• [EXERCISES]
**a.** From the court judgment below, quote the part that opens with the words containing "WordWave International Limited" and closes with "WAS NOT REPRESENTED.".
**b.** Answer these questions using the court judgment below:
(i) Which judge is named before the word "Between:"?
(ii) Which body made the Footpath Diversion Order, and in what month and year?
(iii) Under which section of which Act was the inspector's decision made?

• [DOCUMENT SECTION]

================

Case No: C1/20071364
Neutral Citation Number: [2007] EWCA Civ 1293
IN THE SUPREME COURT OF JUDICATURE
COURT OF APPEAL (CIVIL DIVISION)

ON APPEAL FROM THE HIGH COURT OF JUSTICE

QUEEN’S BENCH DIVISION. ADMINSTRATIVE COURT

(HIS HONOURABLE MISTER JUSTICE WALKER)

Royal Courts of Justice

Strand, London, WC2A 2LL

Date: Thursday, 15th November 2007

Before:

LORD JUSTICE LAWRENCE COLLINS

Between:

THE QUEEN ON THE APPLICATION OF CONNAUGHTON

Applicant

- and -

THE SECRETARY OF STATE FOR THE ENVIRONMENT, FOOD AND RURAL AFFAIRS & ANR

Respondent

(DAR Transcript of

WordWave International Limited

A Merrill Communications Company

190 Fleet Street, London EC4A 2AG

Tel No: 020 7404 1400 Fax No: 020 7831 8838

Official Shorthand Writers to the Court)

THE APPLICANT APPEARED IN PERSON.

THE RESPONDENT DID NOT APPEAR AND WAS NOT REPRESENTED.

Judgment

Lord Justice Lawrence Collins:

1.

This matter has a very long history, and the application today is an application by Mr Connaughton for permission to appeal from a decision of Walker J of 19 June 2007, when he refused an application for permission to apply for judicial review of a decision dated 4 August 2006 by Miss Erica Eden, an inspector appointed by the Secretary of State for Environment, Food and Rural Affairs. The decision was made under section 119 of the Highways Act 1980 following a public local enquiry, and was a decision not to confirm a Footpath Diversion Order made by Dorset County Council in December 2004.

================

Items listed in a dataset
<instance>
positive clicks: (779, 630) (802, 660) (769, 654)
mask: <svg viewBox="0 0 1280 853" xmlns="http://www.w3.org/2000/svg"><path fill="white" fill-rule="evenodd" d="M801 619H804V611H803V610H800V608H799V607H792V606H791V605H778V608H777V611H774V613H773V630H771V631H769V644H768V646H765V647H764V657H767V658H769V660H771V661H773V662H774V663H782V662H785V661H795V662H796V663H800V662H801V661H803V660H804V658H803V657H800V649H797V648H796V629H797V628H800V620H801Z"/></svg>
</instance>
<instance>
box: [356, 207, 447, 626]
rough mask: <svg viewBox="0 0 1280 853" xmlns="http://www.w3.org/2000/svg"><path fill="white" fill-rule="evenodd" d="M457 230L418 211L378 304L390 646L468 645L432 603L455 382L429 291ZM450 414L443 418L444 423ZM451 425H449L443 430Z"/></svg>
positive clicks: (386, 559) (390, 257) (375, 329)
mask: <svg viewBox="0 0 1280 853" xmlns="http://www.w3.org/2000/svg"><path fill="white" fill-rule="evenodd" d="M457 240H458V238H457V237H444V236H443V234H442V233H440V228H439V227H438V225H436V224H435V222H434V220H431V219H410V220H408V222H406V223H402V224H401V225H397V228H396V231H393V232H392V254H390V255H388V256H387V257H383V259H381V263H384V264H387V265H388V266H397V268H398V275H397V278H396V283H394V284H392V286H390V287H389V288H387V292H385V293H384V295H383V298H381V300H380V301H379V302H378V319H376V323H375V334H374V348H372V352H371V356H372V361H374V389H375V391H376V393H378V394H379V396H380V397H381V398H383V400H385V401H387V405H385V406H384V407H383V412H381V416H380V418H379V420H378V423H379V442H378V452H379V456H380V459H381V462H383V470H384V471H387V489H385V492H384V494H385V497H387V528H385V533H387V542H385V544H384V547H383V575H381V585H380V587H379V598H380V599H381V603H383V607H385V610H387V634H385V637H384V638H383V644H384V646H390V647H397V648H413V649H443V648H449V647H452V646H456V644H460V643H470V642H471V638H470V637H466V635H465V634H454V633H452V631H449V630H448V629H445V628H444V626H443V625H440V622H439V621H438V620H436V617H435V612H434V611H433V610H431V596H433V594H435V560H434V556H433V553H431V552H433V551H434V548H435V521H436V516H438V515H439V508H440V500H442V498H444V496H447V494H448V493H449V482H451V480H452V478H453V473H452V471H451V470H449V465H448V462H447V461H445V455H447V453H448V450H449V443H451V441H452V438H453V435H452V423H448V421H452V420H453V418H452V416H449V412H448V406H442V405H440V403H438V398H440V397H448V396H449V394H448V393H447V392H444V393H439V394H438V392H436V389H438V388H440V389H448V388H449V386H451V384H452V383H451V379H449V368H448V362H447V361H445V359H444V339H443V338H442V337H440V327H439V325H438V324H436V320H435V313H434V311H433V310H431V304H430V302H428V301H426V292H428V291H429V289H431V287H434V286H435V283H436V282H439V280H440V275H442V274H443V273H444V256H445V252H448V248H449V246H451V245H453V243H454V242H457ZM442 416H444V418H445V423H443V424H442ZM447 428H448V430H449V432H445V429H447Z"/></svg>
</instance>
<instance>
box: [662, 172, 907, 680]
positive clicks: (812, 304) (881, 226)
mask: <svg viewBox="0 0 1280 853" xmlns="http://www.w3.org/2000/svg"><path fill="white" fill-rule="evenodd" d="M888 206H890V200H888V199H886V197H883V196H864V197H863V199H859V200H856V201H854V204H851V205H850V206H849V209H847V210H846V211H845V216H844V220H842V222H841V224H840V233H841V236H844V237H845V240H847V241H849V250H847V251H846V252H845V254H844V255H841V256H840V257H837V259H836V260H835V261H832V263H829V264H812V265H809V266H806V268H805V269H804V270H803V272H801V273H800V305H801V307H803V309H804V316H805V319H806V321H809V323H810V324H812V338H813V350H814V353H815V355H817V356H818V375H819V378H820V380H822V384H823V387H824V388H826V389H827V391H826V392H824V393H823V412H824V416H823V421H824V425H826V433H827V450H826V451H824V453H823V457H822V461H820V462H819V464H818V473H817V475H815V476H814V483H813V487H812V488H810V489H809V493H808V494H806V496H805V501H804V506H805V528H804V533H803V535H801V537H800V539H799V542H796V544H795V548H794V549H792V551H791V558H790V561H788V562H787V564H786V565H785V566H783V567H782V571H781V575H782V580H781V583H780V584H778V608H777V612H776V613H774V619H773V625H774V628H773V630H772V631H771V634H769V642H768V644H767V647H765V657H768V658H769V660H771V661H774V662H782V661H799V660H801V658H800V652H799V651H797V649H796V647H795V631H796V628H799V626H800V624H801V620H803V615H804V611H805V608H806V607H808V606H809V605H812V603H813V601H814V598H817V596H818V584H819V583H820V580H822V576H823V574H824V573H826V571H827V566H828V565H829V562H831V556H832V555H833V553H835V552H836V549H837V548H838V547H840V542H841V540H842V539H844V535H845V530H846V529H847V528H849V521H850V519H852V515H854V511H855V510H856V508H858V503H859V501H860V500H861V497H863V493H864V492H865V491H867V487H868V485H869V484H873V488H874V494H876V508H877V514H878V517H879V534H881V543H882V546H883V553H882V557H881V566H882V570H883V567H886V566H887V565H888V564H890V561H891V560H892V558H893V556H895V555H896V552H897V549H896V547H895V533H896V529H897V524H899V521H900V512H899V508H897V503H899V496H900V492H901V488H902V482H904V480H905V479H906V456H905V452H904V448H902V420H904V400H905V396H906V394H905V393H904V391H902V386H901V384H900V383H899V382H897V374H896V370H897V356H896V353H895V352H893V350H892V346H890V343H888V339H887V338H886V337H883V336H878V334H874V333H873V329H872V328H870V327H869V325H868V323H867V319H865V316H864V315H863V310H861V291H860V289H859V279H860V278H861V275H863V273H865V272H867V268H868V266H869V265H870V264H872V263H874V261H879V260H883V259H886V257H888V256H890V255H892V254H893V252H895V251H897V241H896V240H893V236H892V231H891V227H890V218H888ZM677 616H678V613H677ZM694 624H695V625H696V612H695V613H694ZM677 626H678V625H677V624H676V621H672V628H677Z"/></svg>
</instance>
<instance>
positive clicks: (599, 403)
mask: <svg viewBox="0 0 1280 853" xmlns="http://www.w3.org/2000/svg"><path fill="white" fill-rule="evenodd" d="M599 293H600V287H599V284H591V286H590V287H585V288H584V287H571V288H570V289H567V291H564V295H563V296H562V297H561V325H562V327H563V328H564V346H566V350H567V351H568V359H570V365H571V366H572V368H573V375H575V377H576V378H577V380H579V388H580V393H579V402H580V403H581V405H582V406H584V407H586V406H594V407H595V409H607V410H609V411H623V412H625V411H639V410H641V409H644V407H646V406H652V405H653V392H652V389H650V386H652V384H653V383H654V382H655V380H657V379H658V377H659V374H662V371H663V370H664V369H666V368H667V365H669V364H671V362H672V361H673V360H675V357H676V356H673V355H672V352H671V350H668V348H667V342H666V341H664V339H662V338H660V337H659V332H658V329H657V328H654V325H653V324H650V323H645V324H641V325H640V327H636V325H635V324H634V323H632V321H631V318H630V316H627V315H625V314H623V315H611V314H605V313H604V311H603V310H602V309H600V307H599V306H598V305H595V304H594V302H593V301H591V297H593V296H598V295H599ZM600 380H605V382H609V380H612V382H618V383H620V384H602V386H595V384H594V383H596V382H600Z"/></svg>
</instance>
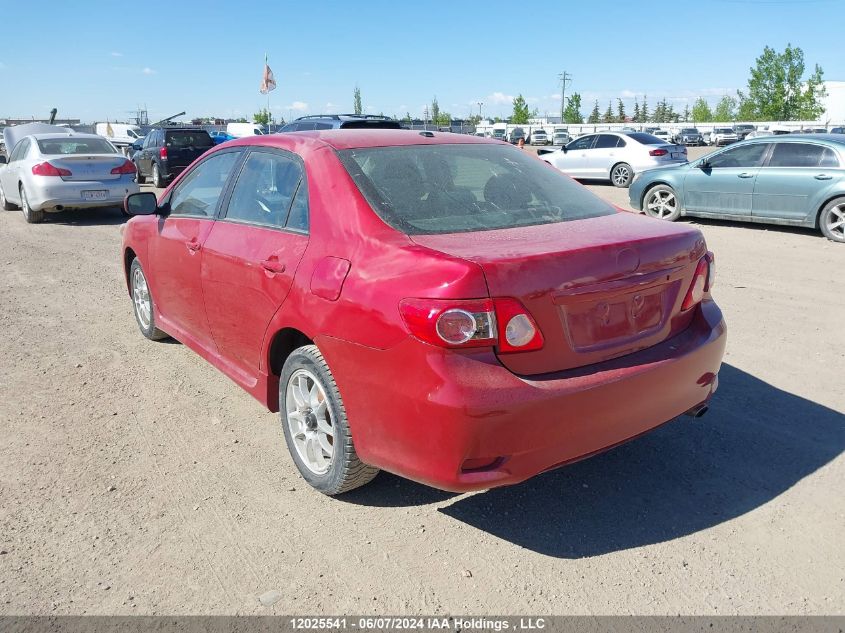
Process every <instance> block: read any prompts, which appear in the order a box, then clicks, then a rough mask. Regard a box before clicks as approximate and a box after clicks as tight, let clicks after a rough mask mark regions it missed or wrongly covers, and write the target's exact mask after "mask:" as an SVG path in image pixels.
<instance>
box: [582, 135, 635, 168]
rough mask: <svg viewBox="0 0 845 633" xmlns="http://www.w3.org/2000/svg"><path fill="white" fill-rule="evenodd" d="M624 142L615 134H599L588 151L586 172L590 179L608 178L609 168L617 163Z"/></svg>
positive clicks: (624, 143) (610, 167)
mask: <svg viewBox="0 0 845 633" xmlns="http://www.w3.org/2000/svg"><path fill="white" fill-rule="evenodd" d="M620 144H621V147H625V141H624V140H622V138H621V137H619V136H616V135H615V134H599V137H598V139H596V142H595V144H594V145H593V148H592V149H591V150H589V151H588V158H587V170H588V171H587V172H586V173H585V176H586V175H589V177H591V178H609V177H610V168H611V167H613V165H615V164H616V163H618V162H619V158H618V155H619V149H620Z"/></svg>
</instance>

================

• [EXPECTED RESPONSES]
**a.**
WordWave International Limited

A Merrill Communications Company

190 Fleet Street, London EC4A 2AG

Tel No: 020 7404 1400 Fax No: 020 7831 8838

Official Shorthand Writers to the Court)

THE APPLICANT APPEARED IN PERSON.

THE RESPONDENT DID NOT APPEAR AND WAS NOT REPRESENTED.

**b.**
(i) Lord Justice Lawrence Collins
(ii) Dorset County Council, in December 2004
(iii) Section 119 of the Highways Act 1980